**Exercise instructions**: The required output consists solely of the lines from the line containing "# put one marker per instance of the white" through the end of the records, copied exactly.

—————

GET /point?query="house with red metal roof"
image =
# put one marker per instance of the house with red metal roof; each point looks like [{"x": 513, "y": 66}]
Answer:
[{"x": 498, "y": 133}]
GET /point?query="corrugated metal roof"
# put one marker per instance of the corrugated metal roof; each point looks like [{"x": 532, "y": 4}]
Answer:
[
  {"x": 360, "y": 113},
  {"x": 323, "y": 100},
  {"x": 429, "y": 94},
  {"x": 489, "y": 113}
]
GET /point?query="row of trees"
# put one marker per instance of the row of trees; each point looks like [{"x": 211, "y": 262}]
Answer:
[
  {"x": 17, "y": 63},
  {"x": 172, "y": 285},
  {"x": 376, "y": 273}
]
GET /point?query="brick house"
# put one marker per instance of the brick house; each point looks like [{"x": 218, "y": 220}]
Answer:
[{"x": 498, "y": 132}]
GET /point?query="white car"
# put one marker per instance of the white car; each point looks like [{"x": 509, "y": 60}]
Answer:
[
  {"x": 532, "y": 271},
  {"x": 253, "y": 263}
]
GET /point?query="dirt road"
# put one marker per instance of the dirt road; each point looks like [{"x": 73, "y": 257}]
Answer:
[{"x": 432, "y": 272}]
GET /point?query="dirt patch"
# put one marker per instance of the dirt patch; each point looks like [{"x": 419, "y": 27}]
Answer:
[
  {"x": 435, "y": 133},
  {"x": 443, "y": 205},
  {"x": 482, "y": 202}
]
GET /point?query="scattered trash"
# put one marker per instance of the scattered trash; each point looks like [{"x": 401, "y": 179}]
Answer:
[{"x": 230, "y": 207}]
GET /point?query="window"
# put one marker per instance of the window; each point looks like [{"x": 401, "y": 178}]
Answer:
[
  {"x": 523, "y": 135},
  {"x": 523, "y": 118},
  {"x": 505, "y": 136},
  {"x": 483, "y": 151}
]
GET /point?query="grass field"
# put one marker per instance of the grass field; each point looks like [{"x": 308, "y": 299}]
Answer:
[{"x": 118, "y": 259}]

—————

**Result of this exercise**:
# put one marker per instance of the white car; each point looks like [{"x": 509, "y": 60}]
Answer:
[
  {"x": 532, "y": 271},
  {"x": 253, "y": 263}
]
GET /point?query="dirt road"
# put one marker per instance of the dirt road; each point looks like [{"x": 73, "y": 257}]
Answer:
[{"x": 432, "y": 272}]
GET /point?query="dirt patch"
# put one marker per instance of the dirt patch; each point looks like [{"x": 419, "y": 27}]
Answer:
[
  {"x": 435, "y": 133},
  {"x": 443, "y": 205},
  {"x": 482, "y": 202}
]
GET /point?query="scattered trash"
# put one marker per instance of the scattered trash; each point looks like [{"x": 401, "y": 179}]
Answer:
[{"x": 230, "y": 207}]
GET /point?query="window"
# put one marker per instance of the window; each point looks like [{"x": 401, "y": 178}]
Answer:
[
  {"x": 523, "y": 135},
  {"x": 523, "y": 118},
  {"x": 505, "y": 136},
  {"x": 483, "y": 151}
]
GET /point?query="grass field"
# put one marker per instance of the grass field; each point looks like [{"x": 308, "y": 299}]
Answer:
[{"x": 118, "y": 259}]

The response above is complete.